--- EXTRACT Enclosed Below ---
Biliary complications are common after liver transplantation; bile leak is reportedly among the most frequent, with an incidence of 2–25% . Bile leak causes abdominal pain, fever and infection, and ultimately reduces graft and patient survival. It also prolongs hospital stay, increases medical costs and impairs quality of life after transplantation.
The need for multiple biliary reconstructions is reported to be a risk factor for bile leak in right-lobe living-donor transplant recipients, and is associated with lower patient and graft survival rates . Bile leak is also common after hepatectomy. Total operating time, relaparotomy, bilioenteric anastomosis, elevated preoperative serum alanine transaminase concentration and laparoscopic surgery are considered to be risk factors for bile leak after hepatectomy [3,4,5]. The risk factors for bile leak after cadaveric liver transplantation, however, remain poorly understood.
Interventions such as percutaneous biliary drainage, endoscopic treatment and laparotomy may be needed to treat bile leak after transplantation, or a conservative management strategy may be adopted (prolonged abdominal drainage, antibiotic therapy and symptomatic treatment). As endoscopic techniques have developed and been refined, success rates have improved, and treatment by endoscopic retrograde cholangiopancreatography (ERCP) has become increasingly popular. Treatment by ERCP mainly consists of endoscopic sphincterotomy (EST), endoscopic nasobiliary drainage (ENBD) and endoscopic stent placement. Dongwook and colleagues reported a clinical success rate of 77.3% using such a strategy to treat bile leak after liver transplantation .
--- End of Enclosed EXTRACT ---
--- DATA UNDER STUDY Enclosed Below ---
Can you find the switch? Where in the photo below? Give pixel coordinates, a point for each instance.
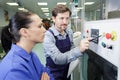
(103, 44)
(108, 35)
(109, 46)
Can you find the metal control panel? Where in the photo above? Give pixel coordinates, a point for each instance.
(106, 40)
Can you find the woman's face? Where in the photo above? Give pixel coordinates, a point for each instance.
(36, 31)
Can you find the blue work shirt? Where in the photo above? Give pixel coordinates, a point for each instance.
(51, 50)
(19, 65)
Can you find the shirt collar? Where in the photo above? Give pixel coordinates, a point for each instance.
(21, 52)
(55, 31)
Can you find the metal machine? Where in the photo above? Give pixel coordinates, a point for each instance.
(104, 50)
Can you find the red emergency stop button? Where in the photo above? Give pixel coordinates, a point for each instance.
(108, 35)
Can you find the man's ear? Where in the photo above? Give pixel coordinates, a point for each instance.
(23, 32)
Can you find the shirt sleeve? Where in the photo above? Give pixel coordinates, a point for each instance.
(52, 51)
(17, 75)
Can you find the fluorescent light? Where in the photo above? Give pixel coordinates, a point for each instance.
(46, 13)
(42, 3)
(22, 9)
(78, 8)
(45, 10)
(89, 3)
(64, 3)
(12, 3)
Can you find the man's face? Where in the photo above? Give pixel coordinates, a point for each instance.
(61, 20)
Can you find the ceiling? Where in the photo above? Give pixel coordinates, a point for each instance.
(31, 5)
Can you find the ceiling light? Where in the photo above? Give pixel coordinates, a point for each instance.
(12, 3)
(89, 3)
(42, 3)
(44, 8)
(78, 8)
(64, 3)
(22, 9)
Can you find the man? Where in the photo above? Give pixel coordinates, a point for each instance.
(58, 44)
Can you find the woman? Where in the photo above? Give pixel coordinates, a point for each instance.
(21, 63)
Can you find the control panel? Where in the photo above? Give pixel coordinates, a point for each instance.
(106, 39)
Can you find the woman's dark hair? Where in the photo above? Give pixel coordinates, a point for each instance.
(6, 39)
(10, 33)
(46, 23)
(60, 9)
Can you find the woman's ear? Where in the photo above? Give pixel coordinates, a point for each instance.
(23, 32)
(53, 18)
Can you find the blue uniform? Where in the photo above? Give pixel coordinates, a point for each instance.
(19, 65)
(59, 51)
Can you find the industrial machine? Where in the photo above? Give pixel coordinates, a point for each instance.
(104, 51)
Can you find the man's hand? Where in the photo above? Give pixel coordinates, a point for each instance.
(45, 76)
(84, 44)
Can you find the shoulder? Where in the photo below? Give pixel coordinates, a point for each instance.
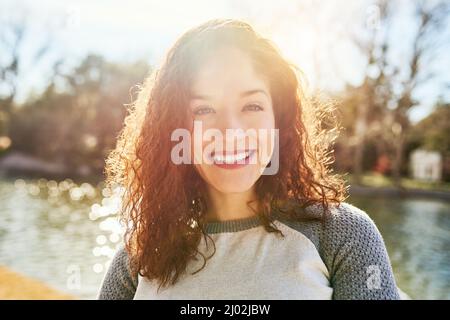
(348, 222)
(119, 281)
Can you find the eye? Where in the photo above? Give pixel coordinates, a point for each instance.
(253, 107)
(203, 110)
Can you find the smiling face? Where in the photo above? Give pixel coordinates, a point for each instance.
(229, 98)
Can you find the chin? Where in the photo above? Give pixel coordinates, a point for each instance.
(232, 182)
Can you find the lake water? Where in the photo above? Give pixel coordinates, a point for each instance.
(65, 234)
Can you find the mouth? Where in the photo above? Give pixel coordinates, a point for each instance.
(233, 160)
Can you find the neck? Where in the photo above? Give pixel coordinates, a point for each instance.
(230, 206)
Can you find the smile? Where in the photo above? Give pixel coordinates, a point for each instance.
(233, 160)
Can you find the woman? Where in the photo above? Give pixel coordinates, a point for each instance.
(256, 214)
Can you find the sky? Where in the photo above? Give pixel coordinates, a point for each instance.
(312, 34)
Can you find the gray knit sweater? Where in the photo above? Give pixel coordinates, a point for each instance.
(343, 257)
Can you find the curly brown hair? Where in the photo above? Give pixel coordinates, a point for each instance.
(163, 203)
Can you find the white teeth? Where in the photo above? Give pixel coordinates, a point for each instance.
(231, 158)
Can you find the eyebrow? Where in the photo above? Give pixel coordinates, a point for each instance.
(243, 94)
--- End of Enclosed DATA UNDER STUDY ---
## WHAT YOU NEED TO DO
Please copy the passage on bile leak after liver transplantation, everything from "The need for" down to "remain poorly understood.", replacing "hepatectomy" with "liver resection". The listing has no connection to the passage on bile leak after liver transplantation.

## REPLY
The need for multiple biliary reconstructions is reported to be a risk factor for bile leak in right-lobe living-donor transplant recipients, and is associated with lower patient and graft survival rates . Bile leak is also common after liver resection. Total operating time, relaparotomy, bilioenteric anastomosis, elevated preoperative serum alanine transaminase concentration and laparoscopic surgery are considered to be risk factors for bile leak after liver resection [3,4,5]. The risk factors for bile leak after cadaveric liver transplantation, however, remain poorly understood.